▶ [Work instruction] Copy all lines containing the string "cherry" from the records below.

+++

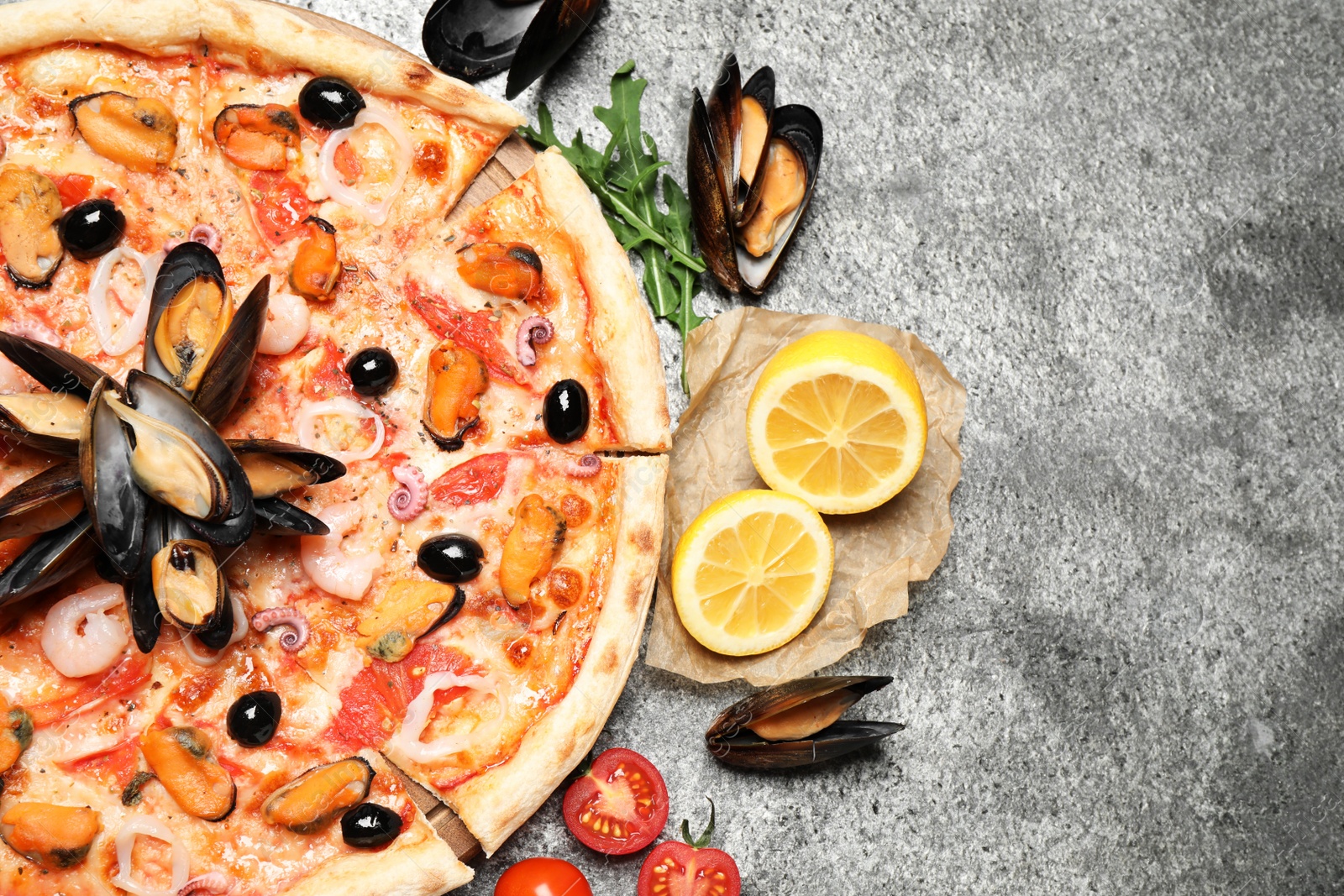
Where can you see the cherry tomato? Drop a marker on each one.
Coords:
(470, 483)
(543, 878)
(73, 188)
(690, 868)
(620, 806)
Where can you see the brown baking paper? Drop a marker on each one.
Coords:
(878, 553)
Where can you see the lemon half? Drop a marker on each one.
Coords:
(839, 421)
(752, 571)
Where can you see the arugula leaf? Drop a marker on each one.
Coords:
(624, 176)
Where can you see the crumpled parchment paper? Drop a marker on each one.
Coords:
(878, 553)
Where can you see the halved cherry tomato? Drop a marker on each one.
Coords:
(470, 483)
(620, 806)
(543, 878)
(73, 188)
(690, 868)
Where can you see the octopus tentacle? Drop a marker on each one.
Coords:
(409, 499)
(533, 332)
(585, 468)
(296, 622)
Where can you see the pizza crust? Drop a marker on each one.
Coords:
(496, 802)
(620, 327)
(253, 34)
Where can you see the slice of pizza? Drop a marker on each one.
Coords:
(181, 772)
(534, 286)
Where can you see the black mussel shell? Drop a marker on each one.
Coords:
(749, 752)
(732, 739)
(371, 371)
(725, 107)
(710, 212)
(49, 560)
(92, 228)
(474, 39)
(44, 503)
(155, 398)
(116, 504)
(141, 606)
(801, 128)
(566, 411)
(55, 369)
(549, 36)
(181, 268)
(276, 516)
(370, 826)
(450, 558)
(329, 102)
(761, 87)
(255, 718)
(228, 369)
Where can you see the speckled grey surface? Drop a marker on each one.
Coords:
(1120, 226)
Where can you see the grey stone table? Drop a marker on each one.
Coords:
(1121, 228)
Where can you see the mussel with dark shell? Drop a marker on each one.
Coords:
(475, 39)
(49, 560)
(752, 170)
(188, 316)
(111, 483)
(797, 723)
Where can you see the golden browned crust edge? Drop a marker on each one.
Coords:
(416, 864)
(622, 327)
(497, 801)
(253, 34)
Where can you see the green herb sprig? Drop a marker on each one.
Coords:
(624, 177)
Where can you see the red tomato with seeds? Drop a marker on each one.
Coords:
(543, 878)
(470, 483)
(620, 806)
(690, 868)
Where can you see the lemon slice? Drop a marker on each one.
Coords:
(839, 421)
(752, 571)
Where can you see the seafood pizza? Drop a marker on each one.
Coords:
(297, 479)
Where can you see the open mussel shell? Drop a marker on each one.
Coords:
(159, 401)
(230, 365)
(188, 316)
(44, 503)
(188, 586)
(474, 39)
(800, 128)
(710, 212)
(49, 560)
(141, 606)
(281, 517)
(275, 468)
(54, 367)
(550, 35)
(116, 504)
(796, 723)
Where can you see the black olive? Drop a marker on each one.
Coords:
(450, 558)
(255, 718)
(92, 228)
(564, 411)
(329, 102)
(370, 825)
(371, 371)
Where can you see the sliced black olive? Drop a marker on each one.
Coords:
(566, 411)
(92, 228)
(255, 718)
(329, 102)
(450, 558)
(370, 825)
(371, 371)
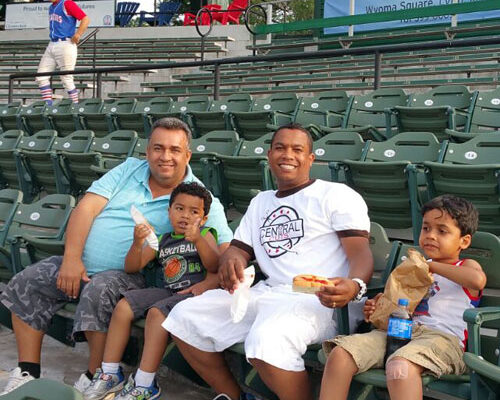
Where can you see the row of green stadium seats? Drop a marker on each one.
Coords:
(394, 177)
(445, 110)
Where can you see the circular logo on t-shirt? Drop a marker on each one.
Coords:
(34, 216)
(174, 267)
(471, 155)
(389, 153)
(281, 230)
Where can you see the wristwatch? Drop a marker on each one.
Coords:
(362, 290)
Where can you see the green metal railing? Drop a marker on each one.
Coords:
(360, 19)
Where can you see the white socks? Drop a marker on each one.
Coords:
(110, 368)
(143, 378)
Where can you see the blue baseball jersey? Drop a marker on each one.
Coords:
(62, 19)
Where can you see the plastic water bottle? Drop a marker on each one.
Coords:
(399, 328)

+++

▶ [Written solution]
Where can you see the cherry tomato? Drop a marker on each one.
Where can you see the halved cherry tomato? Drop a marker on each one.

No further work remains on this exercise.